### Task to carry out
Scan the listing and work out how many lines contain the word "reddish". Nothing but the number should be given.

--- Given data ---

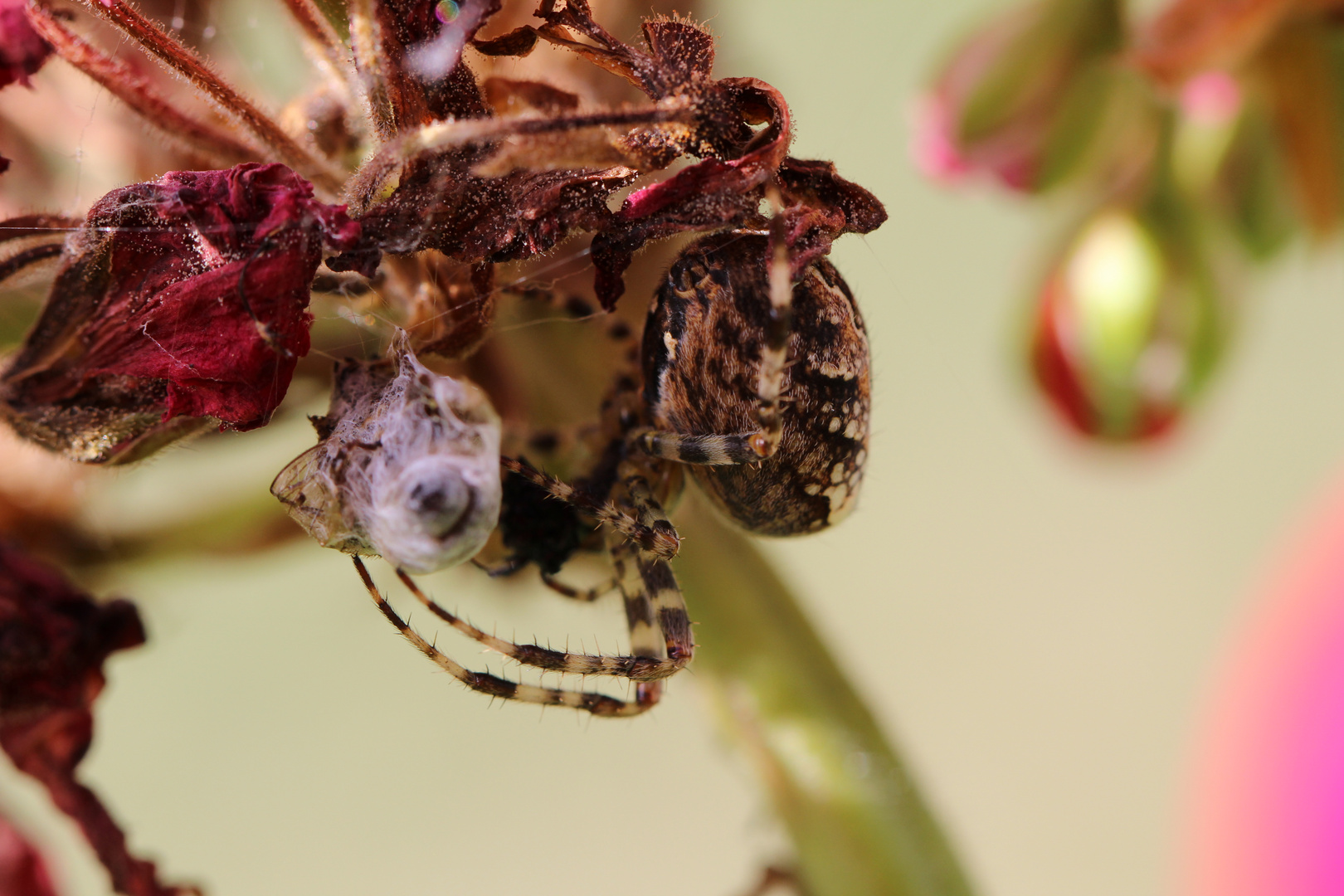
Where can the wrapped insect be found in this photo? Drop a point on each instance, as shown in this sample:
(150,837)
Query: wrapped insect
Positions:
(407,465)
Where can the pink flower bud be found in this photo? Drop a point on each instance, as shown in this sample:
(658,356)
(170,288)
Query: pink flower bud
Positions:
(22,51)
(1127,329)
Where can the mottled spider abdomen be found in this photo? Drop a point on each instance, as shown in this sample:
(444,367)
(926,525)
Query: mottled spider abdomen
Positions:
(704,345)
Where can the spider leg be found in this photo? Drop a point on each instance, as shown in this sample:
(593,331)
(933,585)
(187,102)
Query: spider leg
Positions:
(746,448)
(580,594)
(659,538)
(485,683)
(639,668)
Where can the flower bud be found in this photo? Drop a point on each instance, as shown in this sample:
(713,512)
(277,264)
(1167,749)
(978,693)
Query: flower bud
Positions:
(1022,99)
(1127,329)
(22,51)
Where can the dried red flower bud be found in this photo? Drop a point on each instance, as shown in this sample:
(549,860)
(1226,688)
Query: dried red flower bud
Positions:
(183,297)
(52,642)
(22,51)
(22,869)
(1127,328)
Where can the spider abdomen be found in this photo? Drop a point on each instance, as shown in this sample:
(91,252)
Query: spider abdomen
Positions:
(704,345)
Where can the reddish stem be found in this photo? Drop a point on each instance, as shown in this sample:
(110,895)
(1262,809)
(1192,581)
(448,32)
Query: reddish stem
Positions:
(136,91)
(183,61)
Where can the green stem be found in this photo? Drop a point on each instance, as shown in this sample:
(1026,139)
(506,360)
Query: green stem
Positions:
(856,820)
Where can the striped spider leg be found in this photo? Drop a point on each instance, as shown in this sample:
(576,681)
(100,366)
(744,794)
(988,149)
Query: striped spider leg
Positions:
(660,631)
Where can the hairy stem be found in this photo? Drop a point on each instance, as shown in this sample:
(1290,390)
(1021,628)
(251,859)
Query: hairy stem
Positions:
(127,85)
(184,62)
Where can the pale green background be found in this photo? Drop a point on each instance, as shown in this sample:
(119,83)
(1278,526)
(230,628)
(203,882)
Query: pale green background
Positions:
(1035,621)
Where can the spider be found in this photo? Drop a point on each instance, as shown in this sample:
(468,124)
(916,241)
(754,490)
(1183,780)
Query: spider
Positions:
(760,387)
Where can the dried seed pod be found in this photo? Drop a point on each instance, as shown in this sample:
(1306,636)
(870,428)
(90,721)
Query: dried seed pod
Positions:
(407,465)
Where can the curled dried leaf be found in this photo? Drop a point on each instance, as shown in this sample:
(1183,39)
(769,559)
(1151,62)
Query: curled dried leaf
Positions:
(184,297)
(54,640)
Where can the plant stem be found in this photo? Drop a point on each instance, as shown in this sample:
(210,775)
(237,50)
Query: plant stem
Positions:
(858,822)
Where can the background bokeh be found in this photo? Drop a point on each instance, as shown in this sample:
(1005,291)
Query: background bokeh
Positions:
(1035,621)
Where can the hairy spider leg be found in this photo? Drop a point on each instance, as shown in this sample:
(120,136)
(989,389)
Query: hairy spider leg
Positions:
(743,448)
(485,683)
(589,594)
(652,601)
(659,538)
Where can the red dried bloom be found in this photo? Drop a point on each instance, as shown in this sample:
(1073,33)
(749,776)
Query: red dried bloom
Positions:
(22,869)
(183,297)
(52,642)
(22,51)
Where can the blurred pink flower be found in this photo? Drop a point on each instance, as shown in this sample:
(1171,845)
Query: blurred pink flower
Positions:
(1211,99)
(1268,798)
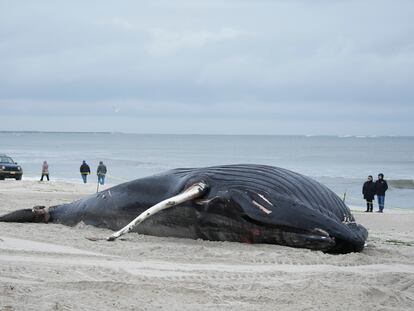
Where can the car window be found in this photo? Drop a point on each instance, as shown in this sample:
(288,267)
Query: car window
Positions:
(6,160)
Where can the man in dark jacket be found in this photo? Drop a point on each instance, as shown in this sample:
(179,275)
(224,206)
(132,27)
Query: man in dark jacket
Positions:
(85,171)
(101,172)
(368,190)
(380,187)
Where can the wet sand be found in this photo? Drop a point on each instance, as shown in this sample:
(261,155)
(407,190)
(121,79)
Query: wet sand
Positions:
(54,267)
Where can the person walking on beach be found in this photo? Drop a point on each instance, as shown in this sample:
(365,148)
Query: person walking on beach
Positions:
(101,172)
(368,190)
(85,171)
(380,187)
(45,171)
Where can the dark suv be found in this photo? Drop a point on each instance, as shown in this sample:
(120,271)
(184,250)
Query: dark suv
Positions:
(9,168)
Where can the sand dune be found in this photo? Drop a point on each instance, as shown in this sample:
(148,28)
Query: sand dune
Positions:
(54,267)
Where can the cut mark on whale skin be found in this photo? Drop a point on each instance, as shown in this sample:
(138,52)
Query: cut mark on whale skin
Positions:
(264,199)
(262,208)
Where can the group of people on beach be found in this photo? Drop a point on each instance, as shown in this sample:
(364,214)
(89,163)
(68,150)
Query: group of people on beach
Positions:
(370,189)
(84,169)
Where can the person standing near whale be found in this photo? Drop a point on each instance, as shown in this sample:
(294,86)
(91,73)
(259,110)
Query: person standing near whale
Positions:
(381,187)
(368,190)
(101,172)
(85,171)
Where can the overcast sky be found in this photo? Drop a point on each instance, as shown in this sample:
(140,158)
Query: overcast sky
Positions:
(208,66)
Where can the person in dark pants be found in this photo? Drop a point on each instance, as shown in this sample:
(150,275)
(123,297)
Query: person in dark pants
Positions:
(380,187)
(101,172)
(45,171)
(85,171)
(368,190)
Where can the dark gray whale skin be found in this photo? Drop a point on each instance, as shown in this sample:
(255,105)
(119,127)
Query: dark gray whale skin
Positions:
(244,203)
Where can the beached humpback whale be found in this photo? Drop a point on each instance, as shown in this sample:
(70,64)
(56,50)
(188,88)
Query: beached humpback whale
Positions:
(241,203)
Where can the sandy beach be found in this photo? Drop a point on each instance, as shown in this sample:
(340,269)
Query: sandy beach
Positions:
(54,267)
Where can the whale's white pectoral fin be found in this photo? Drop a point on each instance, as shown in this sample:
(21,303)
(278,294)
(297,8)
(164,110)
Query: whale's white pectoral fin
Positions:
(190,193)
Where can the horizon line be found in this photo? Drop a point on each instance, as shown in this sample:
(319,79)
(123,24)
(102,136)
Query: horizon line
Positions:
(200,134)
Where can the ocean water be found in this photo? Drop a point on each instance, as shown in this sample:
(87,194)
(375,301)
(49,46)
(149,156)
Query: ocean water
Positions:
(341,163)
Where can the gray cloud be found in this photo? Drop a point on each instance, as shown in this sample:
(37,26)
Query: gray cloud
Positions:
(303,65)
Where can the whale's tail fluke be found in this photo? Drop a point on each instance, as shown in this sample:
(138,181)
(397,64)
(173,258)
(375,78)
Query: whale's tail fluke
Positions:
(35,214)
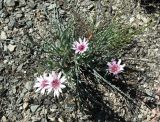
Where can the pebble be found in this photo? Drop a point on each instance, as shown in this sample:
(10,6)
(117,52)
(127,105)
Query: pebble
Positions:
(34,108)
(3,35)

---

### Expected answer
2